- To do:
Could you add -97 to each bounding box coordinate in the records from the line with "Object class for this HIT: framed" up to and including the line with "[31,0,640,170]", and then write out every line of that span, leaving all other text unchanged?

- Supplied records:
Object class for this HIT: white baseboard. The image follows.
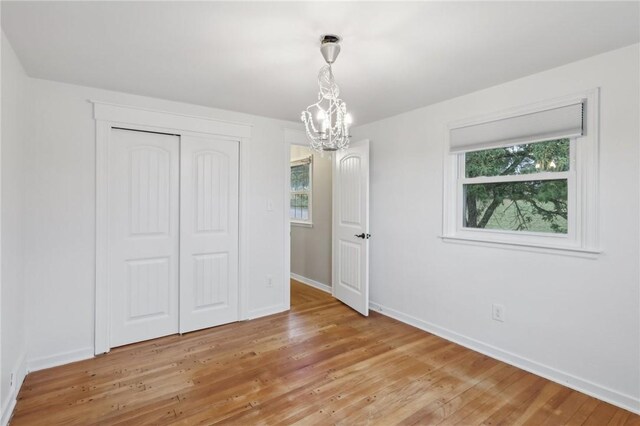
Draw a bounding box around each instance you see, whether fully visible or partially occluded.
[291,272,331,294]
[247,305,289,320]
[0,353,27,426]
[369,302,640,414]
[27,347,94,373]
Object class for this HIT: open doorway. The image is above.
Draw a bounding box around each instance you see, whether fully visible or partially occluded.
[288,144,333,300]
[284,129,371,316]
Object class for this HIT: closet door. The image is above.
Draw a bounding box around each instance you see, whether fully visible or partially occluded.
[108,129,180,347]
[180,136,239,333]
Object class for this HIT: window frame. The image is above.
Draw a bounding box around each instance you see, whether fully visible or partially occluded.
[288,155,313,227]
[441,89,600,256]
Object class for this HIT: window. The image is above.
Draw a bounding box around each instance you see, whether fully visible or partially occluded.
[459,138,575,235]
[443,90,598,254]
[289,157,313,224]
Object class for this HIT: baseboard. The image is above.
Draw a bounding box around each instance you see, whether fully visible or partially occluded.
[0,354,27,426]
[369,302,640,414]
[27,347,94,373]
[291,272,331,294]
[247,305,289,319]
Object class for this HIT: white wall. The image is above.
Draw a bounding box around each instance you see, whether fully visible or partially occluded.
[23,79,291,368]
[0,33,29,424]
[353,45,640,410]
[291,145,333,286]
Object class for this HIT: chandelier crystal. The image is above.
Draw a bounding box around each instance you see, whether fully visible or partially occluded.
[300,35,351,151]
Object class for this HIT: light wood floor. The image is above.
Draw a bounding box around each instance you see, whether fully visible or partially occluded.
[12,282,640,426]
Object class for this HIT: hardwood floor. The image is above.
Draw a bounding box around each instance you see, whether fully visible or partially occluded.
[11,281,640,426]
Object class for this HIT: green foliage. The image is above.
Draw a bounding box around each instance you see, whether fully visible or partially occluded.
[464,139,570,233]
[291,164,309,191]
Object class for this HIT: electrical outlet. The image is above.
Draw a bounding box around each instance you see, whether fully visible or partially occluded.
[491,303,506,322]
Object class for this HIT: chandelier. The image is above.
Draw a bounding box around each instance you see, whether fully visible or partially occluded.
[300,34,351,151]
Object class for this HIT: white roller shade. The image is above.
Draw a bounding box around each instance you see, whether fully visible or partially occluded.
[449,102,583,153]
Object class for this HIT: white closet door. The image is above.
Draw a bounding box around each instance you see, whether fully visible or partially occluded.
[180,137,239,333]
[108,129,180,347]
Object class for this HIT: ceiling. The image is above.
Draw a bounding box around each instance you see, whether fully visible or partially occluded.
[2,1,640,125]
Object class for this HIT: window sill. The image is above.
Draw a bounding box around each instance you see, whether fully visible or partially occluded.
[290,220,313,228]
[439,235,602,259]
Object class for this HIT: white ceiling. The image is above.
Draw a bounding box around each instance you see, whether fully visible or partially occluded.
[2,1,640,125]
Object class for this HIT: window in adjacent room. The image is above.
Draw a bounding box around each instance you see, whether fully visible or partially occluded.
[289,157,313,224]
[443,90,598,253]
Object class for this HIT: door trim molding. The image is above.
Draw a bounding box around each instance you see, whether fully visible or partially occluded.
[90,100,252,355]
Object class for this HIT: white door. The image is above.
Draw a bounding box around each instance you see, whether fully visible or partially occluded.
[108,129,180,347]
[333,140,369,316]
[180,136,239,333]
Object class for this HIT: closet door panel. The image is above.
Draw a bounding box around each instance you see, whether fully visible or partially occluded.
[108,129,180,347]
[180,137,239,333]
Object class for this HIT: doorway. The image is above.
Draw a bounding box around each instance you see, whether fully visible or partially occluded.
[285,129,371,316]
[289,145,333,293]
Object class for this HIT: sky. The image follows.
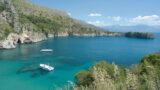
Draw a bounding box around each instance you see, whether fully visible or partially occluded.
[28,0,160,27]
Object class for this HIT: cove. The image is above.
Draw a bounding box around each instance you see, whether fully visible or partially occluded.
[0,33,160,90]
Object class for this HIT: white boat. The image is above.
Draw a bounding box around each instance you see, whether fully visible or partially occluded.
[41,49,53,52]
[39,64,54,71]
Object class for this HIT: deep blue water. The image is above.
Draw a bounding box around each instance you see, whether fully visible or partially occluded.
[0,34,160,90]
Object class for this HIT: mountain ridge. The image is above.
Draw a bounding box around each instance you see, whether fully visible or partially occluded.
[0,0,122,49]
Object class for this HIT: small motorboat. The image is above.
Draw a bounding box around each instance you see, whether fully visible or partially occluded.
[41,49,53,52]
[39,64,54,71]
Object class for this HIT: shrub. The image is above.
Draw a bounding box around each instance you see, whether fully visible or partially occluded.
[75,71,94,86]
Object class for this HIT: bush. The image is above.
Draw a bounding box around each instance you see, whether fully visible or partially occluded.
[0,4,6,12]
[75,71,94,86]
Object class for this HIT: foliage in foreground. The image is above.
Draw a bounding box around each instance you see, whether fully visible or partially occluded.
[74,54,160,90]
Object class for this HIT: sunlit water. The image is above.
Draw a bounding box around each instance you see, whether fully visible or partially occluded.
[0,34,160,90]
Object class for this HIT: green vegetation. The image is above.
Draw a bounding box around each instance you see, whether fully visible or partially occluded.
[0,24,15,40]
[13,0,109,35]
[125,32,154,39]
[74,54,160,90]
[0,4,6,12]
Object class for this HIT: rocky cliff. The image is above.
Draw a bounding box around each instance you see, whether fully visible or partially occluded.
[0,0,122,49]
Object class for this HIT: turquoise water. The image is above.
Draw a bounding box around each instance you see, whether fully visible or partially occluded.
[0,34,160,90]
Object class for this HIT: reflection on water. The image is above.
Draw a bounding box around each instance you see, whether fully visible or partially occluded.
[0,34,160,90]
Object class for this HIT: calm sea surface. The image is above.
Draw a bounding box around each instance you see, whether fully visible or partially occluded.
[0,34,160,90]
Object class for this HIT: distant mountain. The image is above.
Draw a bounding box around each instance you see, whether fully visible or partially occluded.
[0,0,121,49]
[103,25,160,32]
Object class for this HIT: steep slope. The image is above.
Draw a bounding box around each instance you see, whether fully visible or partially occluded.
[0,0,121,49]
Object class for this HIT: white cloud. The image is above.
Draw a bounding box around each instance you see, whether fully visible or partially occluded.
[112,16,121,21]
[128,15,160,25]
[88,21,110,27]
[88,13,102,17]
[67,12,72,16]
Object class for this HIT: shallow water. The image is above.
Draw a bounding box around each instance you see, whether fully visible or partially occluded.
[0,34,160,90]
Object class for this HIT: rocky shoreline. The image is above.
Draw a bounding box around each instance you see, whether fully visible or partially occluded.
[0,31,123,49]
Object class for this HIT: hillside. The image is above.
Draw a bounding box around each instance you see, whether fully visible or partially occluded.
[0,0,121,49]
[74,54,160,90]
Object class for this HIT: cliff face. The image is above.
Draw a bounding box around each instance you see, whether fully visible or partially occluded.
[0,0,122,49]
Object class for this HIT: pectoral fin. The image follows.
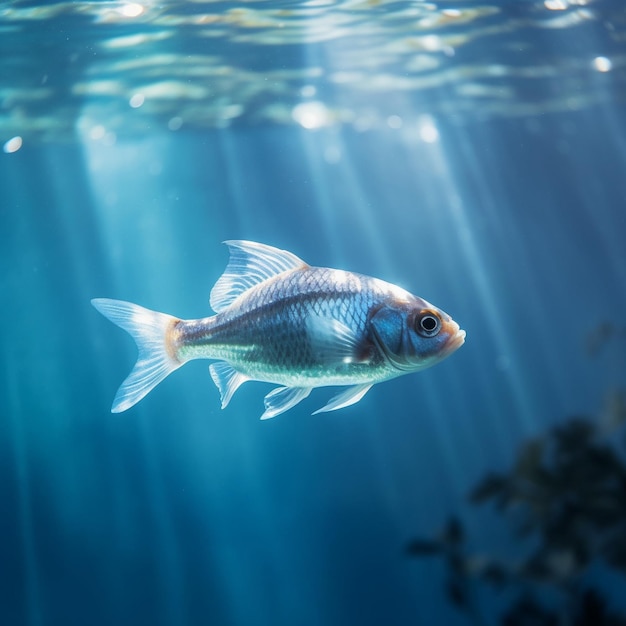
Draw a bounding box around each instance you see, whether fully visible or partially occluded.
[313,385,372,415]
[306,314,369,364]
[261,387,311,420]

* * *

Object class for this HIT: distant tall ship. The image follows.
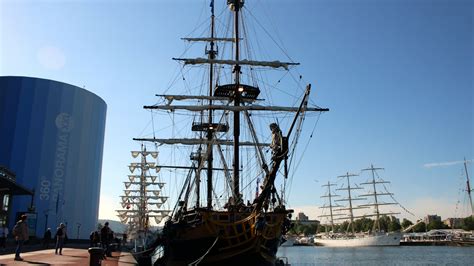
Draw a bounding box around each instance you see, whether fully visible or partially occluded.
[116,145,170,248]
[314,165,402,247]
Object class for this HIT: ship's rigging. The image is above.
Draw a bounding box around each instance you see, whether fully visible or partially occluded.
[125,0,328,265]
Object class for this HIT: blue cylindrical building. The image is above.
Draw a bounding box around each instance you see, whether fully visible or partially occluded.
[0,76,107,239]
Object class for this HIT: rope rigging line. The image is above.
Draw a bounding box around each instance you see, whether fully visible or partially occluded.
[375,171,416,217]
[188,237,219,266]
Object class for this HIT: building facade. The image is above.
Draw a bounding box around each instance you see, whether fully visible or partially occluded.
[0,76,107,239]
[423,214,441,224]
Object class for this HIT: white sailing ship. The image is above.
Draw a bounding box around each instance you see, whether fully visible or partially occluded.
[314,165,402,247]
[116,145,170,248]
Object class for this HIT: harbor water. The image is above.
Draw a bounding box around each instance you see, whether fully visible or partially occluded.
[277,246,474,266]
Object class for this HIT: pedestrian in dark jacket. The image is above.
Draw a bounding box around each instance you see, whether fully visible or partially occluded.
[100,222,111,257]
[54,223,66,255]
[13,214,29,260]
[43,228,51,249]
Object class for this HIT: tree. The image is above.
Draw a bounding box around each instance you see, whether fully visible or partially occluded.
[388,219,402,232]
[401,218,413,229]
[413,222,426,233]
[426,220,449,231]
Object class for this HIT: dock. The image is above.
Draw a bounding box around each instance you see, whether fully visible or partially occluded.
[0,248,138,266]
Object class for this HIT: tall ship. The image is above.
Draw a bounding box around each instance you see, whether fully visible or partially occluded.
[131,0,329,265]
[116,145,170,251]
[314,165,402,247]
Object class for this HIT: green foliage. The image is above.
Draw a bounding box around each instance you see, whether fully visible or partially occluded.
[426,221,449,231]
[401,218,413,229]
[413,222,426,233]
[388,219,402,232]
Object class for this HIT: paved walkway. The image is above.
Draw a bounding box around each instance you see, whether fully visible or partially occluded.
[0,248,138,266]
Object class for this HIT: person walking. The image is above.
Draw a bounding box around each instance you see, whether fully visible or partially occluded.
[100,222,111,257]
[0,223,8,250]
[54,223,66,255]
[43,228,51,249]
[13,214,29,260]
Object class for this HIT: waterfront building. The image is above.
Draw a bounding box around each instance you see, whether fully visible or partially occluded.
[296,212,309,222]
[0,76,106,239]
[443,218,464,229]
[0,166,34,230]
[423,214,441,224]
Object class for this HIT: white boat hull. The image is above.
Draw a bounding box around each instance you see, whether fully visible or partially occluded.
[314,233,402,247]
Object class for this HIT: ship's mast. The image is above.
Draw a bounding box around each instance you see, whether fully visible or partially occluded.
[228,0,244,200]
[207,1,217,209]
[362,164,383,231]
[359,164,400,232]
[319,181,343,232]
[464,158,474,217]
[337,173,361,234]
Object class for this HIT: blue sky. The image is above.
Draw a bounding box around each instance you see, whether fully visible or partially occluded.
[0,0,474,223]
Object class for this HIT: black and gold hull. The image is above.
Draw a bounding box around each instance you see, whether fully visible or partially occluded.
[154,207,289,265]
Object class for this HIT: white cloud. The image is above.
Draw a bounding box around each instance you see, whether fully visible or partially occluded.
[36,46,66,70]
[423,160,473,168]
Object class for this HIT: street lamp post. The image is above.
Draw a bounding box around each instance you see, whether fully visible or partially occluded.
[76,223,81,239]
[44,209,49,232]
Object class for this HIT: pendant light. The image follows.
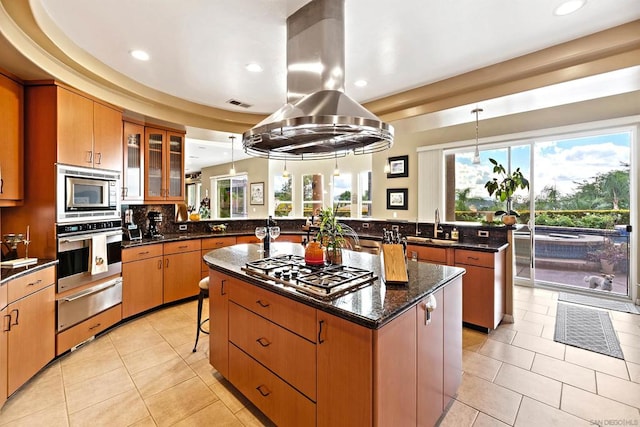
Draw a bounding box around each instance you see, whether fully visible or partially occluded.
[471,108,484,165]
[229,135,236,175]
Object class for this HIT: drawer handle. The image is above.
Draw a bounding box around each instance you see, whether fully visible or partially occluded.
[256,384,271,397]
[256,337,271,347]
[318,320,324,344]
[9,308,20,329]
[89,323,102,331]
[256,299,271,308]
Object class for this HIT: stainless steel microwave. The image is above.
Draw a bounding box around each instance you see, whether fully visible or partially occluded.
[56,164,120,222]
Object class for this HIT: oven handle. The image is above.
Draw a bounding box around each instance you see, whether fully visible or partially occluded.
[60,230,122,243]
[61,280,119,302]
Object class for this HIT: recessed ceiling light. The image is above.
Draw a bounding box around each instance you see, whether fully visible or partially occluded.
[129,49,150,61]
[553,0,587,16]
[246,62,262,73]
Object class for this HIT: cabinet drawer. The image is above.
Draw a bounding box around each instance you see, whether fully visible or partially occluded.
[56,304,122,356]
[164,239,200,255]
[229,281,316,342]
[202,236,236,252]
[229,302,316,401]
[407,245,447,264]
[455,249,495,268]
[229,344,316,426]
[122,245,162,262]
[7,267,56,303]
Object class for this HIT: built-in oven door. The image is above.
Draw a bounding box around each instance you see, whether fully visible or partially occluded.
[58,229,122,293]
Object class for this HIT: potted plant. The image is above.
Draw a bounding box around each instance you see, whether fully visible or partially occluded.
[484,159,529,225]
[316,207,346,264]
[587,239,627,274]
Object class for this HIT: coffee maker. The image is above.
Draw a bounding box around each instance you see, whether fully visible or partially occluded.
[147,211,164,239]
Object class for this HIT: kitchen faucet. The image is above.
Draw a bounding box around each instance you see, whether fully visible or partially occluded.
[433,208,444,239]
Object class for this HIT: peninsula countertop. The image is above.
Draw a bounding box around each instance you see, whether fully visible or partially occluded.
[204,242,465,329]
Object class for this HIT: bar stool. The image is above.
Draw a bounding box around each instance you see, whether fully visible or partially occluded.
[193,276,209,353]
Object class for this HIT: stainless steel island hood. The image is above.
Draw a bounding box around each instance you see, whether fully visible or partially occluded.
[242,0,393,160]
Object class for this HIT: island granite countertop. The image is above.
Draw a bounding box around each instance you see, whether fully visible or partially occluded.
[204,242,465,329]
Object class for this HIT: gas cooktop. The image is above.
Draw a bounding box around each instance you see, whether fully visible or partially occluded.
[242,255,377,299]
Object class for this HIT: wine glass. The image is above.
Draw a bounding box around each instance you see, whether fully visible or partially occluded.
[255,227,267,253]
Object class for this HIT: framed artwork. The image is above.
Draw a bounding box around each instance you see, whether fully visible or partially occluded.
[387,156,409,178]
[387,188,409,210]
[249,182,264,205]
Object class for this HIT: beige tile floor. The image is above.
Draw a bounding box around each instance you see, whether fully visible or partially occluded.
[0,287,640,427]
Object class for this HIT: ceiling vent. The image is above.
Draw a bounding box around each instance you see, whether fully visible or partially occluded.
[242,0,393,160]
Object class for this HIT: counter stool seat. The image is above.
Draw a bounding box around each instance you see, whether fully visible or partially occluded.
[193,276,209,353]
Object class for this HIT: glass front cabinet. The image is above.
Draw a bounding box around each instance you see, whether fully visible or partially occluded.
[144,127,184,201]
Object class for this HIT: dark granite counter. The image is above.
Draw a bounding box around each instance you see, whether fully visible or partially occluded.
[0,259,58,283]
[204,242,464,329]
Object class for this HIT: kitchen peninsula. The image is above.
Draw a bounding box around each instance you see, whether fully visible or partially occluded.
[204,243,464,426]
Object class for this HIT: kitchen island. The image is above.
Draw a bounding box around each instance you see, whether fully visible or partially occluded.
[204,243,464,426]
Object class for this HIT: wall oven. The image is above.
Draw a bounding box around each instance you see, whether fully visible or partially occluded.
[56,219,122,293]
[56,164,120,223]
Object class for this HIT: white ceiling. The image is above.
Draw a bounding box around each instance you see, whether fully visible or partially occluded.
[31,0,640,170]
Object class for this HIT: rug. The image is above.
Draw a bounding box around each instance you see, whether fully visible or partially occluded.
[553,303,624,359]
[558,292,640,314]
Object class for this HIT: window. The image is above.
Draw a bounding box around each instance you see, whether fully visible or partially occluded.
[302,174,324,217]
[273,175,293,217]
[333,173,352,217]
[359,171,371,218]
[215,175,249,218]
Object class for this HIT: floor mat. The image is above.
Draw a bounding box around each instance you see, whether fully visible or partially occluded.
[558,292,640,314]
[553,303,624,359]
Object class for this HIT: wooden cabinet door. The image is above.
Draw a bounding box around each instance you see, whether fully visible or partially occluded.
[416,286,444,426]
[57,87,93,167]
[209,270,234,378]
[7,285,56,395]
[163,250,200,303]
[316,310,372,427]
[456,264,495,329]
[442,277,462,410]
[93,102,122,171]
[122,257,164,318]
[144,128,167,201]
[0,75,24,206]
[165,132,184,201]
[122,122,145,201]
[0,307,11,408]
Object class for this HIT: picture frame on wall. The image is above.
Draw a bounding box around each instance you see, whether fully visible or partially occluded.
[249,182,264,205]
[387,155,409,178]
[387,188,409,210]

- Output for this task:
Object class for this HIT: framed artwork. The image is above.
Draw a bounding box around each instance you see, whether fully visible or partially occluded.
[290,59,312,81]
[290,91,312,113]
[152,85,167,108]
Object class for this HIT: beige tile floor. The image is above.
Draw a bounding box around each instance you see, whether fully visible or partially occluded.
[-97,190,543,330]
Object class for this HIT: ceiling vent. The image is above.
Draw a bounding box around each instance you see, whether fully visible or partially occluded.
[145,-97,296,63]
Object class for this HIT: counter stool seat. The image is above.
Draw a bounding box around each instance you see, whether fully visible or partially occluded.
[96,179,112,256]
Object class for this HIT: glass front cabinet. The image is above.
Draw a bounding box around each instance you see, whether fully visible or partially occluded.
[47,30,87,104]
Object class for this HIT: dark granite counter. The image is above.
Draw a bounding box around each instance you see, whether fully visible or partially occluded.
[-97,162,-39,186]
[107,145,367,232]
Object class for this HIT: kitchen peninsula. The image is above.
Draw a bounding box around each instance you see, whether fully visible or partially occluded.
[107,146,367,329]
Object class for this HIT: kitchen island. The image is above.
Draw a bounding box around each instance you see, whether fully visible or partially occluded.
[107,146,367,329]
Object class for this HIT: wall oven. The image is above.
Draw a bounding box around each instance you see, whether fully visible or partially occluded.
[-41,122,25,196]
[-41,67,23,126]
Object class for this HIT: white ceiling. The image is above.
Draw a bounding box around each instance you see, whether fully visible or partially occluded.
[-66,-97,543,73]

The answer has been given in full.